◆ EXERCISE INSTRUCTIONS ◆
Rewrite the material below, replacing each "Pest-scouting request" with "Field-survey request" and leaving everything else unchanged.

◆ TASK DATA ◆
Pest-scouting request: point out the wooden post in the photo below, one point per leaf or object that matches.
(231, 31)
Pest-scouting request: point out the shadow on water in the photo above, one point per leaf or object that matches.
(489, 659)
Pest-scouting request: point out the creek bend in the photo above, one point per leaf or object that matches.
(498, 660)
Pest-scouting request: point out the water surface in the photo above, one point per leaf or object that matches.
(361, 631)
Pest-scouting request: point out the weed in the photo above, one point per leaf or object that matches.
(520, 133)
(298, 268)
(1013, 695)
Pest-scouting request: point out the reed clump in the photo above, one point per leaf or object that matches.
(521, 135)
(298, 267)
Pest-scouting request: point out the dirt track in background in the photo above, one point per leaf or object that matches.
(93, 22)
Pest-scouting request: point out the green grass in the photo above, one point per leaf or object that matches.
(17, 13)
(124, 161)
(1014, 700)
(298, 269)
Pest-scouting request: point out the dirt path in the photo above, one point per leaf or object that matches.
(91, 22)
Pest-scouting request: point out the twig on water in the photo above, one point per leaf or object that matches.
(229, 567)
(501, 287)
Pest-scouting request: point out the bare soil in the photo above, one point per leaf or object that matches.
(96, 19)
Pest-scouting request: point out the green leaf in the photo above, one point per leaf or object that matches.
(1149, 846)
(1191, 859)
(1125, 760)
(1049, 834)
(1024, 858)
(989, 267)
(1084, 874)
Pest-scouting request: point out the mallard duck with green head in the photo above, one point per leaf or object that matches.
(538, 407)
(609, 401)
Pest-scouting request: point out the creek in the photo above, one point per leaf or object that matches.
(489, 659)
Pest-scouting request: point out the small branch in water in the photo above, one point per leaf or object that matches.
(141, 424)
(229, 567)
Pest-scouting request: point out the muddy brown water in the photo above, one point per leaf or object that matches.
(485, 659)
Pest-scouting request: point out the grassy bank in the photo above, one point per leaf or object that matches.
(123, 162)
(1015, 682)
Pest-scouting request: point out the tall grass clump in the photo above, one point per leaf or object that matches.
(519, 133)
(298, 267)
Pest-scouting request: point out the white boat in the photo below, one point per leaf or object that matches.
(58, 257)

◆ ANSWER TO THIS PROBLEM ◆
Field-survey request: point out the wooden post in the photo below, one point per leaf or object that matches.
(231, 31)
Field-survey request: point out the shadow on water in the photo above, one point per leaf or object that matches.
(489, 659)
Field-survey request: point out the creek bend in the photo above, one point per leaf or object that matches.
(498, 660)
Field-survey request: point out the water surface in the photo above, one point per leaf or object that matches.
(361, 631)
Field-survey request: point out the weed in the photo above, one point per leaf or object that matches.
(520, 133)
(298, 268)
(1013, 695)
Field-survey request: point out the reed clump in the photo above, one point per leaf or object that matches.
(521, 135)
(298, 267)
Field-survey request: point out the dirt track in background in the photo above, one point per leaf or object that matches.
(93, 22)
Field-survey request: point out the green grass in the photo above, one point per leaf or object that matches.
(17, 13)
(124, 161)
(1014, 700)
(298, 269)
Field-survey request: point out the dirt path in the photo above, one point per leaf or object that matches.
(91, 22)
Field-survey request: point out the twig on water in the photo above, one point per leaf or object that matches.
(229, 567)
(501, 287)
Field-survey request: point out the bare soil in the photo above, one point per leaf or object that matches.
(96, 19)
Field-survey request: point out the green leaf in the photo above, one point per leaf or object that matches.
(1149, 846)
(1191, 859)
(1125, 760)
(1049, 834)
(1024, 858)
(989, 267)
(1084, 874)
Field-survey request: point out the mallard duck with green head in the photo above, one point per leaf or object that matches.
(538, 407)
(609, 401)
Field-survey request: point out the creek in the photo above, one point per leaf or object that matches.
(489, 659)
Field-survey request: point out the small branch in water in the photo above, one point per leaf or object that matches.
(141, 424)
(229, 567)
Field-survey request: point out the muddy brown water in the photo above, one point per leaf or object that matches.
(485, 659)
Field-survey request: point out the grassy bank in the photo above, one point per leaf or object that matches.
(123, 162)
(1015, 682)
Field-survey request: point out the tall grass clump in the photo above, one point per leaf or object that matches.
(519, 133)
(298, 267)
Field-survey request: point out the white boat in the photo below, one point per leaf or object that matches.
(58, 257)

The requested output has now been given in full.